#### [Extract]
━━━

Sarcoplasmic reticulum Ca2+ pumping kinetics regulates timing of local Ca2+ releases and spontaneous beating rate of rabbit sinoatrial node pacemaker cells.

RATIONALE

Sinoatrial node cells (SANCs) generate local, subsarcolemmal Ca(2+) releases (LCRs) from sarcoplasmic reticulum (SR) during late diastolic depolarization. LCRs activate an inward Na(+)-Ca(2+) exchange current (I(NCX)), which accelerates diastolic depolarization rate, prompting the next action potential (AP). The LCR period, ie, a delay between AP-induced Ca(2+) transient and LCR appearance, defines the time of late diastolic depolarization I(NCX) activation. Mechanisms that control the LCR period, however, are still unidentified.

OBJECTIVE

To determine dependence of the LCR period on SR Ca(2+) refilling kinetics and establish links between regulation of SR Ca(2+) replenishment, LCR period, and spontaneous cycle length.

━━━

#### [Data supplied]
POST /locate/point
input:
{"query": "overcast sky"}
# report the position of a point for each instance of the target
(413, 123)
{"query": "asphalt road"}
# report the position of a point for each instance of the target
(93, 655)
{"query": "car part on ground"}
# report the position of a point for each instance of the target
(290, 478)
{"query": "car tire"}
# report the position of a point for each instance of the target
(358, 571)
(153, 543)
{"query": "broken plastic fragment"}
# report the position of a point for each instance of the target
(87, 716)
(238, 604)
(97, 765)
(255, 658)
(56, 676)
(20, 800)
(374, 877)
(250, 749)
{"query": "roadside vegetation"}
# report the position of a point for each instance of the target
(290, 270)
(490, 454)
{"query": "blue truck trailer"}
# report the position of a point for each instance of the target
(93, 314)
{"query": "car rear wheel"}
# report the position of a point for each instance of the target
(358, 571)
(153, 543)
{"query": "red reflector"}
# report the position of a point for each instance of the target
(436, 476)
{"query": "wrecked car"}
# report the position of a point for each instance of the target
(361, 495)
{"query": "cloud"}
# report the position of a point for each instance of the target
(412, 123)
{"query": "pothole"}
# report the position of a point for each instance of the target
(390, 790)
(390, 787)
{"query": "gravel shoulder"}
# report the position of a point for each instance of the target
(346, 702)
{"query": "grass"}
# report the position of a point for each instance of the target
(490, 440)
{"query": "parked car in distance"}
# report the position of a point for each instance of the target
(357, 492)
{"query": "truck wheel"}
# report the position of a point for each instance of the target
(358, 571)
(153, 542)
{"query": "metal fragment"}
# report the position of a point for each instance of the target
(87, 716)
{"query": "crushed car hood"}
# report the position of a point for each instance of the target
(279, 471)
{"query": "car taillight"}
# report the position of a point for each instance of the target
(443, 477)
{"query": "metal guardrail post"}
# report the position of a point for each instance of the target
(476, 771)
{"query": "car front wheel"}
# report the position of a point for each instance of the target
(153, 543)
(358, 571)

━━━

#### [Assigned task A]
Answer from the sinoatrial node abstract:
(i) Which current do LCRs activate?
(ii) How is the LCR period defined?
(iii) On which kinetics does the objective seek to determine the dependence of the LCR period?
#### [Assigned task B]
Resume the sinoatrial node abstract after its final sentence.

#### [Result A]
(i) An inward Na(+)-Ca(2+) exchange current, I(NCX).
(ii) As the delay between the AP-induced Ca(2+) transient and LCR appearance.
(iii) SR Ca(2+) refilling kinetics.

#### [Result B]
METHODS AND RESULTS

Spontaneous APs and SR luminal or cytosolic Ca(2+) were recorded using perforated patch and confocal microscopy, respectively. Time to 90% replenishment of SR Ca(2+) following AP-induced Ca(2+) transient was highly correlated with the time to 90% decay of cytosolic Ca(2+) transient (T-90(C)). Local SR Ca(2+) depletions mirror their cytosolic counterparts, LCRs, and occur following SR Ca(2+) refilling. Inhibition of SR Ca(2+) pump by cyclopiazonic acid dose-dependently suppressed spontaneous SANCs firing up to ≈50%. Cyclopiazonic acid and graded changes in phospholamban phosphorylation produced by β-adrenergic receptor stimulation, phosphodiesterase or protein kinase A inhibition shifted T-90(C) and proportionally shifted the LCR period and spontaneous cycle length (R(2)=0.98).

CONCLUSIONS

The LCR period, a critical determinant of the spontaneous SANC cycle length, is defined by the rate of SR Ca(2+) replenishment, which is critically dependent on SR pumping rate, Ca(2+) available for pumping, supplied by L-type Ca(2+) channel, and ryanodine receptor Ca(2+) release flux, each of which is modulated by cAMP-mediated protein kinase A-dependent phosphorylation.